╭──
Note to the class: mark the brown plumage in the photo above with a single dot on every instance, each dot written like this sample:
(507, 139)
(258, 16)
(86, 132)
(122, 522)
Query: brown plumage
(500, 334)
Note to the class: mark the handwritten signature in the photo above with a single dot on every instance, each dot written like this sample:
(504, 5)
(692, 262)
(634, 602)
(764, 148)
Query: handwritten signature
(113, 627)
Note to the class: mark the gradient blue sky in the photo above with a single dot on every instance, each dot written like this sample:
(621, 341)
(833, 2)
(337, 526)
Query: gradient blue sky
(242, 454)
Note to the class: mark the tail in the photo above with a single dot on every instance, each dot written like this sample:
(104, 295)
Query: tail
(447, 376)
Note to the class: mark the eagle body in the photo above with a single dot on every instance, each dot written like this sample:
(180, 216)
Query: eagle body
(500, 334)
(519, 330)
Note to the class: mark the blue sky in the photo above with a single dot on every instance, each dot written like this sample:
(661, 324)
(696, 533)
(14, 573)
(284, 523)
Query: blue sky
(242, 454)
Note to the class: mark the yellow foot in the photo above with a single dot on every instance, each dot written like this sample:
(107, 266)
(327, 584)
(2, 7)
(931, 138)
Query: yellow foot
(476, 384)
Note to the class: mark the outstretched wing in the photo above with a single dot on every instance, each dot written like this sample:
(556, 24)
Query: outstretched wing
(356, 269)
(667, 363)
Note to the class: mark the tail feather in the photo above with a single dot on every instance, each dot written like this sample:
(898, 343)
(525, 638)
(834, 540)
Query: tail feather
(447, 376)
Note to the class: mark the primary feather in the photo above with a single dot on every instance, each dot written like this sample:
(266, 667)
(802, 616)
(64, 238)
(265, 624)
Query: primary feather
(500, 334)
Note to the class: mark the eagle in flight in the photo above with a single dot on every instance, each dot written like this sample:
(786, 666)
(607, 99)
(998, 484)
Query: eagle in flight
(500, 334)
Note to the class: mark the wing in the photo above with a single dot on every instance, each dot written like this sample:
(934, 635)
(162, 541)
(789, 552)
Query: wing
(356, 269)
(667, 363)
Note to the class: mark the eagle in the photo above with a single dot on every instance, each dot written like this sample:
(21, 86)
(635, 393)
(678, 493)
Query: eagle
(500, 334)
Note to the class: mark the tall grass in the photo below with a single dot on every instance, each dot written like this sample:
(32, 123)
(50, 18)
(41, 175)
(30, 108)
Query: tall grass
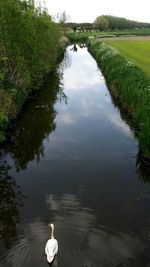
(129, 84)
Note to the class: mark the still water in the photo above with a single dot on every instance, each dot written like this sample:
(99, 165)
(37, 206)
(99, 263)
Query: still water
(75, 162)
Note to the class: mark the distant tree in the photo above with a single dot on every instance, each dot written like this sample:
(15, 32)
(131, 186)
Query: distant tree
(101, 23)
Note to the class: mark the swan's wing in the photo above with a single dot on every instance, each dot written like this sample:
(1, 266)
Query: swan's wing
(51, 249)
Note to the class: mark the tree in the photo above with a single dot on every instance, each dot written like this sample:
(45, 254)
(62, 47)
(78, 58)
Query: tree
(101, 23)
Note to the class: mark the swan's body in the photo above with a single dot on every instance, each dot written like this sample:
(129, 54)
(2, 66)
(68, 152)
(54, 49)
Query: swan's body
(51, 248)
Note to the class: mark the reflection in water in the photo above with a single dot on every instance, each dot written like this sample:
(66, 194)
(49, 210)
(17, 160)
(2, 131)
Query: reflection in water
(37, 123)
(89, 245)
(143, 168)
(10, 201)
(85, 180)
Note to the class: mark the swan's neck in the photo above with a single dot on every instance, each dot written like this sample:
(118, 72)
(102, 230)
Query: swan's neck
(52, 231)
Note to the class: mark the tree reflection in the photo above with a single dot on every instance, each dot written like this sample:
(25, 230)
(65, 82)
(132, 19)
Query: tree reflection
(37, 122)
(142, 164)
(10, 201)
(143, 168)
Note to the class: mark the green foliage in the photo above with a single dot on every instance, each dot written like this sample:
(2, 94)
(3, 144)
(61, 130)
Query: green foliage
(129, 84)
(111, 22)
(29, 49)
(137, 50)
(79, 36)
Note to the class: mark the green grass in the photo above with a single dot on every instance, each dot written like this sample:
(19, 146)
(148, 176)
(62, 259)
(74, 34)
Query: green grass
(136, 50)
(79, 36)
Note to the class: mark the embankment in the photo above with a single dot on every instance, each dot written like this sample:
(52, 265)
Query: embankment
(29, 49)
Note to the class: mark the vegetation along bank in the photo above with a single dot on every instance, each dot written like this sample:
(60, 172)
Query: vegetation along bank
(29, 49)
(128, 83)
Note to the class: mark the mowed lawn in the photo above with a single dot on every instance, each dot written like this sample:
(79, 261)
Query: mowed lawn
(135, 50)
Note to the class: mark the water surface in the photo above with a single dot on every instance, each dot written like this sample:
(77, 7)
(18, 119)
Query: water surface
(75, 162)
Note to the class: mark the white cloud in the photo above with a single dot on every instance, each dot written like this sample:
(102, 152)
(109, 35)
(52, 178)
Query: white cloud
(87, 11)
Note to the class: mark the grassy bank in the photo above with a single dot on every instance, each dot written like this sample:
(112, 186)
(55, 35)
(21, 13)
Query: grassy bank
(29, 49)
(129, 84)
(84, 36)
(136, 50)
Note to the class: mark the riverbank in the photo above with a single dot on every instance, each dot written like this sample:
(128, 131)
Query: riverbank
(129, 84)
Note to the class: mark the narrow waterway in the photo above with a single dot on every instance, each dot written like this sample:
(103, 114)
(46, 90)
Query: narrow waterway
(75, 162)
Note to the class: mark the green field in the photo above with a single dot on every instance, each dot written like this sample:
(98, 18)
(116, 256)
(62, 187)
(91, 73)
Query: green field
(136, 50)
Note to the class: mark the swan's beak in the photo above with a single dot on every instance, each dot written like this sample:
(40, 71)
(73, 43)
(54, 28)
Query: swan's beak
(50, 258)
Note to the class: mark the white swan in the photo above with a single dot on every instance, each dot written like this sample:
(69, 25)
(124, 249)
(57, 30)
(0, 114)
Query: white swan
(51, 247)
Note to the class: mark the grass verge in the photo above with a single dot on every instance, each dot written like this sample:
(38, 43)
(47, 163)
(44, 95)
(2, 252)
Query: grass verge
(129, 84)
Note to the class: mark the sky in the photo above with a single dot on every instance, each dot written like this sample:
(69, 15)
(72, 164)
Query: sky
(87, 11)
╰──
### [Task description]
Exactly as written, give again every line from the one containing "Note to the class: mark the riverbank" through the last line of the material above, and no other lines.

### [Exercise answer]
Note to the class: mark the riverbank in the photo above with a single dot on every instance, each dot written like this sample:
(128, 131)
Query: riverbank
(129, 84)
Note to the class: mark the narrow waterway in the photo above with a single dot on every instance, each dot written like this sample:
(103, 114)
(46, 90)
Query: narrow waterway
(75, 162)
Note to the class: mark the green field in the photo above with a single dot on every instance, each dot written like this sample:
(98, 18)
(116, 256)
(62, 187)
(91, 73)
Query: green field
(136, 50)
Note to the class: mark the swan's beak in the photo above with a single dot on every instance, each dot written like this sample:
(40, 71)
(73, 43)
(54, 28)
Query: swan's beak
(50, 258)
Note to the class: mark the white swan in the photo above with a single dot on every instance, each dot written like this sample:
(69, 25)
(124, 249)
(57, 30)
(0, 114)
Query: white swan
(51, 247)
Note to the class: mark the grass verge in the photo above with a single dot on every instance, each dot written like this sample:
(38, 43)
(47, 163)
(44, 95)
(2, 252)
Query: grass verge
(129, 84)
Note to the class: mark the sky in the photo above with a single dot on every instance, each dot written like this sample:
(69, 15)
(72, 164)
Query: sky
(87, 11)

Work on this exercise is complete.